◆ What to produce
Please return each entry that follows exactly as written, and keep the pictures out.

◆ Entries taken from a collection
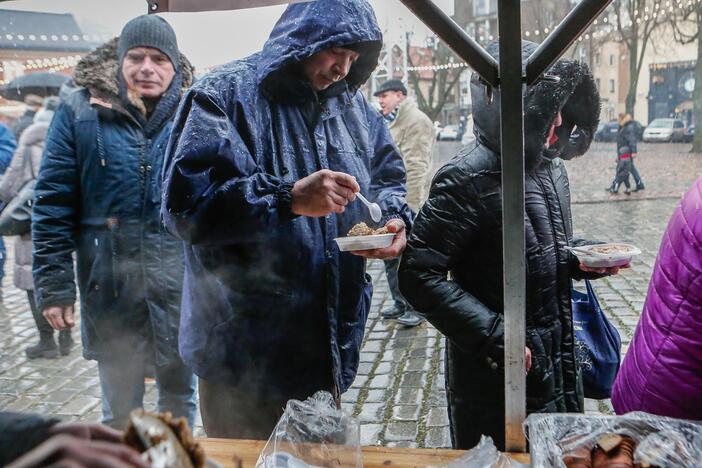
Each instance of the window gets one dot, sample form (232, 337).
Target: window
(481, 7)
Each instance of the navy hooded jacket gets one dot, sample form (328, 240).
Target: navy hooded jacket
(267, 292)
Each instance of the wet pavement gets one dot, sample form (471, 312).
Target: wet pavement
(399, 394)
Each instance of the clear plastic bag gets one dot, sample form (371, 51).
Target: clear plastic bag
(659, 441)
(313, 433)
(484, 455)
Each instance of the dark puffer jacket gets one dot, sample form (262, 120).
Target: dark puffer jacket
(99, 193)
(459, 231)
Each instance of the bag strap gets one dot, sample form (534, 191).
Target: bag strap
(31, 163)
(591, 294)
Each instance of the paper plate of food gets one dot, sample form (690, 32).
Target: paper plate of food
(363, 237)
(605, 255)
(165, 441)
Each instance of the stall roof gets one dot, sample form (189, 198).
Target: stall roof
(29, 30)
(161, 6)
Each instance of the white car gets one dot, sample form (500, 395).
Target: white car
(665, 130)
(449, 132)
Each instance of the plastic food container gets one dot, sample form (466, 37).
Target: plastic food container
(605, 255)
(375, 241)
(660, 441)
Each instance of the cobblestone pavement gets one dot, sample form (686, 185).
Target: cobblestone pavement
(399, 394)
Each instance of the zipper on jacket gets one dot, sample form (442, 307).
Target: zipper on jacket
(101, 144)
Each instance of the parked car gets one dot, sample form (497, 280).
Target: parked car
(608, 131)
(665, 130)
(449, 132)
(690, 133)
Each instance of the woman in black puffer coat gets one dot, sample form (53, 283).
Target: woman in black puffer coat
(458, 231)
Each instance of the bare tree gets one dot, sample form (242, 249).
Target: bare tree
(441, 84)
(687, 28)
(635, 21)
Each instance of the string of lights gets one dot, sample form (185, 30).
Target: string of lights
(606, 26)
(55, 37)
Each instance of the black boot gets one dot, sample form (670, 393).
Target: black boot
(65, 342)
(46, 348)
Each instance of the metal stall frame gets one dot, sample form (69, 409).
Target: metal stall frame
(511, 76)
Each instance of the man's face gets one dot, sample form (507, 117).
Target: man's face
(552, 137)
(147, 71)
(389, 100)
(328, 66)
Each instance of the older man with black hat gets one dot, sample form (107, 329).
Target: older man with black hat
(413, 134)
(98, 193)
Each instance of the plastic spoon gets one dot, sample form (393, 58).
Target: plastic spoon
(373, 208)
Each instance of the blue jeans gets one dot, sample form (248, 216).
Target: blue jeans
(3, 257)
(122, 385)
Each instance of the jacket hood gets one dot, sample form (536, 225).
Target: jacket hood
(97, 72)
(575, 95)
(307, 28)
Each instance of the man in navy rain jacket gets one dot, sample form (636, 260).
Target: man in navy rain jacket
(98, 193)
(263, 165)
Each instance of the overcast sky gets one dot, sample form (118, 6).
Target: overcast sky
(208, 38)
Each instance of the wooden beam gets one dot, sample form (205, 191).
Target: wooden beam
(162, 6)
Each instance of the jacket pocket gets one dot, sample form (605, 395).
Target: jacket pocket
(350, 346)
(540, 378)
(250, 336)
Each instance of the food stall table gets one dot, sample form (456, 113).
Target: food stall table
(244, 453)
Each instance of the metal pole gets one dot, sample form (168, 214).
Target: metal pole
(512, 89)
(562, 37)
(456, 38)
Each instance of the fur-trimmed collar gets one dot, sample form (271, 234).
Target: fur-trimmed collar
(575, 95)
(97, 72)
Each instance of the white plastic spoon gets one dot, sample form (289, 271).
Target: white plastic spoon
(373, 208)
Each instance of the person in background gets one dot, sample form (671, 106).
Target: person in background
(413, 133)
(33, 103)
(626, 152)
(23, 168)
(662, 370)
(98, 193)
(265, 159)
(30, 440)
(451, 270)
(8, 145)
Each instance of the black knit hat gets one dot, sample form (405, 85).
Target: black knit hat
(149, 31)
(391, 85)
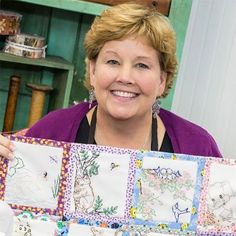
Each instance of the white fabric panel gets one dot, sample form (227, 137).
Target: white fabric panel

◆ Task output
Each instance of the window gets one dot, sample form (232, 337).
Target: window
(481, 7)
Each instance of the navy hooded jacket gets one dot, sample form (328, 240).
Target: navy hooded jacket
(267, 292)
Each instance of the wet pavement gets one dot, sample form (471, 312).
Target: wet pavement
(399, 394)
Each instance of the clear plastic bag gets one dot, sample form (371, 51).
Target: clear plastic bag
(659, 441)
(313, 433)
(484, 455)
Each instance of the dark puffer jacket gets one dot, sample form (262, 120).
Target: dark puffer jacket
(99, 193)
(459, 231)
Each instance of the bag strap gets one dot, sample form (534, 191).
Target: bag strap
(31, 163)
(591, 294)
Each instance of the paper plate of food gets one dot, sample form (690, 32).
Target: paper plate of food
(363, 237)
(605, 255)
(165, 441)
Each instance of the stall roof gets one dot, sample form (189, 198).
Target: stall roof
(29, 30)
(161, 6)
Each instance of the white car gets one dot, sample form (500, 395).
Target: white car
(665, 130)
(449, 132)
Each instance of the plastic food container gets one dot, sample form (466, 37).
Target: plastic food container
(605, 255)
(375, 241)
(660, 441)
Each instance of the cobblestone pavement gets one dot, sample form (686, 185).
Target: cobblestone pavement
(399, 394)
Each instance of the zipper on jacket gets one dot, sample form (442, 307).
Target: zipper on jacket
(101, 144)
Each instance of the parked car gets one dot, sample form (497, 280).
Target: parked car
(608, 131)
(665, 130)
(449, 132)
(690, 133)
Each instance of the woman in black puffer coat gets one dot, sample form (53, 283).
Target: woman in black puffer coat
(458, 231)
Each instance of the bare tree gets one dot, sample form (242, 249).
Target: bare tree
(441, 84)
(687, 28)
(635, 21)
Each instance of the string of lights gets one dot, sample form (185, 30).
Target: string of lights
(606, 26)
(55, 37)
Each instance of the black boot gets one dot, sample form (670, 393).
Target: black boot
(65, 342)
(46, 348)
Each instance of the metal stall frame gets one dot, sample form (69, 409).
Target: metal stall frame
(511, 76)
Each instance of the man's face gets one dot, sample form (507, 117).
Target: man's face
(552, 137)
(147, 71)
(389, 100)
(328, 66)
Each instance of the older man with black hat gets one dot, sample form (107, 329).
Target: older man with black hat
(413, 134)
(98, 193)
Each instance of the plastic spoon gets one dot, sample form (393, 58).
Target: plastic spoon
(373, 208)
Each instance of the blue jeans gets one dot, sample form (248, 216).
Target: blue jeans
(3, 257)
(122, 385)
Each instance of the jacket hood gets one dot, sample form (536, 225).
Target: jacket hood
(97, 72)
(575, 95)
(307, 28)
Each instance of the man in navy rain jacket gets one dot, sample form (636, 260).
Target: man in navy rain jacket
(98, 193)
(263, 165)
Each instance of the overcast sky gets one dot, sample form (118, 6).
Target: overcast sky
(208, 38)
Each instance of the wooden beam gets one dot, sample form (205, 191).
Target: wooden beam
(162, 6)
Each instance of the jacket pocket gets one dot, sample form (605, 395).
Target: jacket pocket
(350, 346)
(540, 378)
(250, 336)
Each instance of the food stall table gets one dot, sample form (456, 113).
Target: food stall table
(244, 453)
Each instance of the metal pole gets one dot, sample form (168, 214).
Target: metal pole
(512, 89)
(562, 37)
(456, 38)
Each instance of the fur-trimmed collar gets one dot, sample form (271, 234).
Target: fur-trimmed collar
(575, 95)
(97, 72)
Each instance of the white plastic spoon gets one dot, sample form (289, 271).
Target: white plastic spoon
(373, 208)
Each instance of the person in background gets one dot, sample form (671, 106).
Target: person in background
(413, 133)
(33, 103)
(626, 152)
(23, 168)
(662, 370)
(98, 193)
(265, 159)
(30, 440)
(451, 270)
(8, 145)
Each instance of the black knit hat gets one dot, sample form (405, 85).
Target: black knit hat
(149, 31)
(391, 85)
Each instance of the white fabric panel gets one dot, sample form (227, 137).
Target: white fabric panel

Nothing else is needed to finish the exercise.